> [Selected passage]
━━━
Lincoln and His Generals by T. Harry Williams
Harry T. Williams was born on May 19, 1909. When in college, he was encouraged by a professor to study history. This professor's main interest was the Civil War era and had a great effect on Williams. He attended Platteville State Teachers College (later Wisconsin State University at Platteville) where he received a B.Ed in 1931. Williams continued education into graduate school was mainly due to the lack of work during the Great Depression. He went on to earn a Ph.M. in 1932, and Ph.D. in 1937, from the University of Wisconsin (Dawson 431).
Lincoln and His Generals was the breakthrough book for Williams who had only written one book previously. This book provided him with many national and local acclaims. He book was on the best seller list, he received rave reviews in national publications, and scholarly awards where he was teaching at the time, L.S.U. He would go on to become a very respected writer during his forty-year career. He would also win the Pulitzer Prize in 1970 for his book Huey Long (437).
━━━
> [Given material]
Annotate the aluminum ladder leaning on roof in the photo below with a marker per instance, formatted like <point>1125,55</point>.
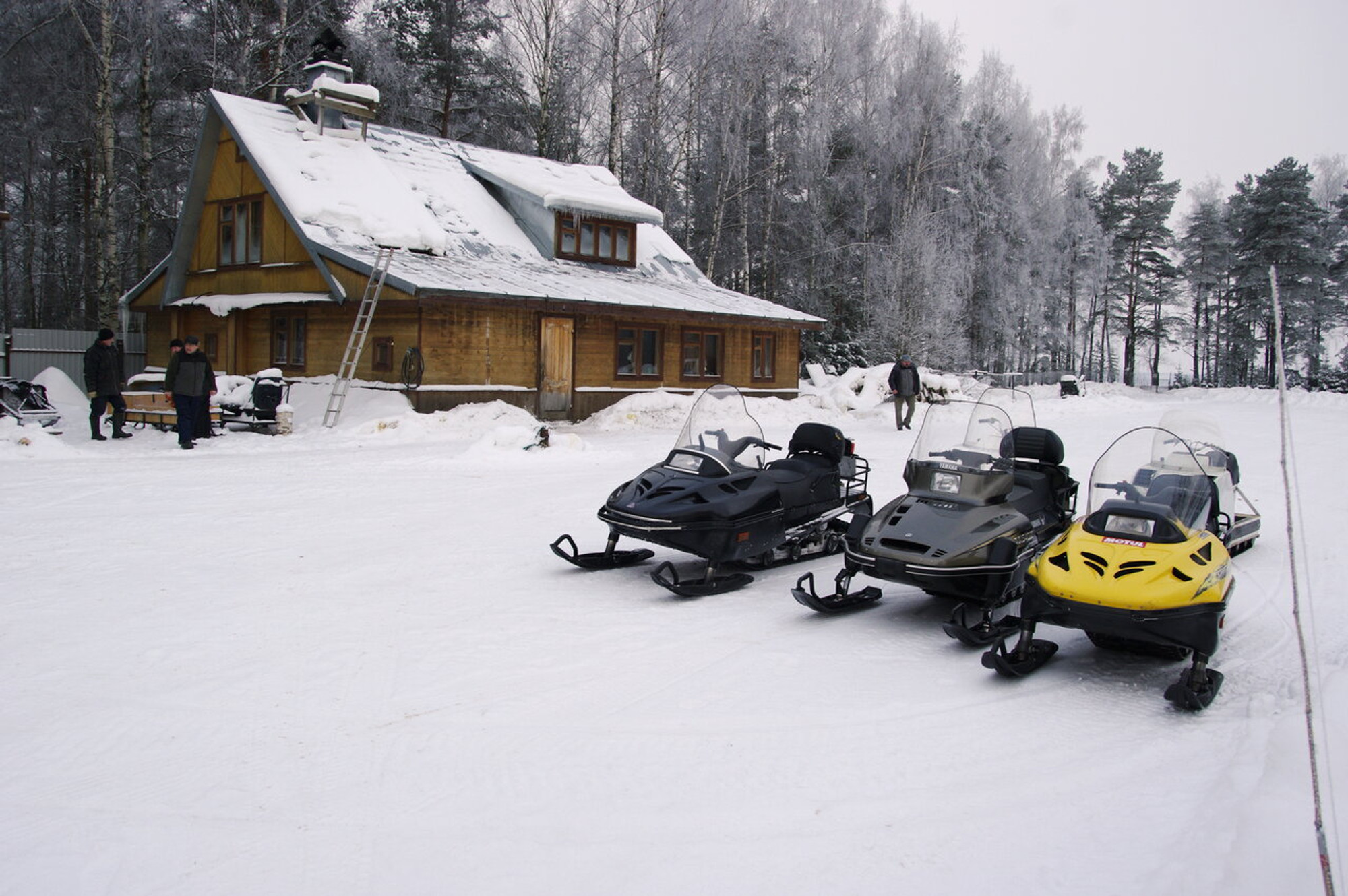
━━━
> [Task set]
a: Set down the passage about Williams from "Lincoln and His Generals by" to "Wisconsin (Dawson 431).".
b: In the passage about Williams, in what year did he win the Pulitzer Prize?
c: Which academic degrees did Williams earn, according to the passage about him? List them all.
The listing isn't needed for anything here.

> [Answers to the tasks]
a:
Lincoln and His Generals by T. Harry Williams
Harry T. Williams was born on May 19, 1909. When in college, he was encouraged by a professor to study history. This professor's main interest was the Civil War era and had a great effect on Williams. He attended Platteville State Teachers College (later Wisconsin State University at Platteville) where he received a B.Ed in 1931. Williams continued education into graduate school was mainly due to the lack of work during the Great Depression. He went on to earn a Ph.M. in 1932, and Ph.D. in 1937, from the University of Wisconsin (Dawson 431).

b: 1970

c:
B.Ed
Ph.M.
Ph.D.